Named-object pointing records:
☆ ☆ ☆ ☆

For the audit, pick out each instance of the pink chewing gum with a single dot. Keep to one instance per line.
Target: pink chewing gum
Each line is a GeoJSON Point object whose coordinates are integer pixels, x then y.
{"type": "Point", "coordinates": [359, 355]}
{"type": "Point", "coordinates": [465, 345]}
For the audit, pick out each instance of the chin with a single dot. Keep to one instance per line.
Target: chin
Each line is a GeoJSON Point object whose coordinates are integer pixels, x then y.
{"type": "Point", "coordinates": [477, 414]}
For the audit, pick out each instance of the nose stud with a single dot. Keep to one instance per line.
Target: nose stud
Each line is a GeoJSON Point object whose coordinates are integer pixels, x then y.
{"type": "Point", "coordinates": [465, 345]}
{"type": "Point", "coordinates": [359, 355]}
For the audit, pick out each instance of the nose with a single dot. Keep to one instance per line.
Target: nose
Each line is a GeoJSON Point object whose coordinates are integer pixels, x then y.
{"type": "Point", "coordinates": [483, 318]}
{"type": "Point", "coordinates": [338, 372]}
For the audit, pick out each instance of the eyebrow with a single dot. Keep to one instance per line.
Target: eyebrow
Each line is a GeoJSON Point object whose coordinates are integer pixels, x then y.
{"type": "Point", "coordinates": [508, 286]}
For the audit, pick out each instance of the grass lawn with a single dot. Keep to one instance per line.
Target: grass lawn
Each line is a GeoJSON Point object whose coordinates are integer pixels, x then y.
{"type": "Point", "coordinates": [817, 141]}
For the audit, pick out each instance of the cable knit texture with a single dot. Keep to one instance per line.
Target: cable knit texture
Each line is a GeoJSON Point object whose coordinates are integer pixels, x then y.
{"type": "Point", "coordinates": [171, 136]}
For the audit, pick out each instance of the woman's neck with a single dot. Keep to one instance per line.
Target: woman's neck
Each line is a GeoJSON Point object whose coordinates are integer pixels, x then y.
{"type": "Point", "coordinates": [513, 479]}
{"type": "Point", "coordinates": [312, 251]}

☆ ☆ ☆ ☆

GOAL
Copy out the whole listing, exactly as written.

FINAL RESULT
For the audit, pick out each instance of the pink chewing gum with a single dot. Keep to one instance per line.
Target: pink chewing gum
Each line is a GeoJSON Point object whose coordinates are integer pixels, x then y.
{"type": "Point", "coordinates": [359, 355]}
{"type": "Point", "coordinates": [465, 345]}
For the audit, pick out each instance of the chin with a single dot. Keep to one instance per line.
Target: chin
Each line is a GeoJSON Point object whose coordinates are integer pixels, x then y.
{"type": "Point", "coordinates": [477, 414]}
For the audit, pick out each instance of the nose stud with a single dot. Keep to one instance per line.
Target: nose stud
Each line is a GeoJSON Point object whose coordinates are integer pixels, x then y.
{"type": "Point", "coordinates": [465, 345]}
{"type": "Point", "coordinates": [359, 355]}
For the audit, pick out each instance of the nose with a single dot. Keep to one instance per line.
Target: nose
Each line is a GeoJSON Point object whose coordinates are integer pixels, x then y.
{"type": "Point", "coordinates": [483, 318]}
{"type": "Point", "coordinates": [338, 372]}
For the audit, pick out each instance of the eyebrow with a single dot. Keep to one instance per line.
Target: eyebrow
Each line is a GeoJSON Point object whose coordinates are integer pixels, x then y.
{"type": "Point", "coordinates": [508, 286]}
For the audit, pick out each instance of the grass lawn with a single dot. Keep to one instance per line.
Target: grass lawn
Each line is a GeoJSON Point object whose coordinates are integer pixels, x then y.
{"type": "Point", "coordinates": [817, 141]}
For the audit, pick out each instance of the cable knit texture with a single dot. Keep to one instance per line.
Target: cable knit texture
Each line is a GeoJSON Point object whose coordinates are integer pixels, x then y.
{"type": "Point", "coordinates": [171, 136]}
For the audit, pick out each instance of the woman's neck with a single dot. Keep to one instance per line.
Target: woman's neck
Each line is a GeoJSON Point object whose coordinates are integer pixels, x then y.
{"type": "Point", "coordinates": [513, 479]}
{"type": "Point", "coordinates": [312, 251]}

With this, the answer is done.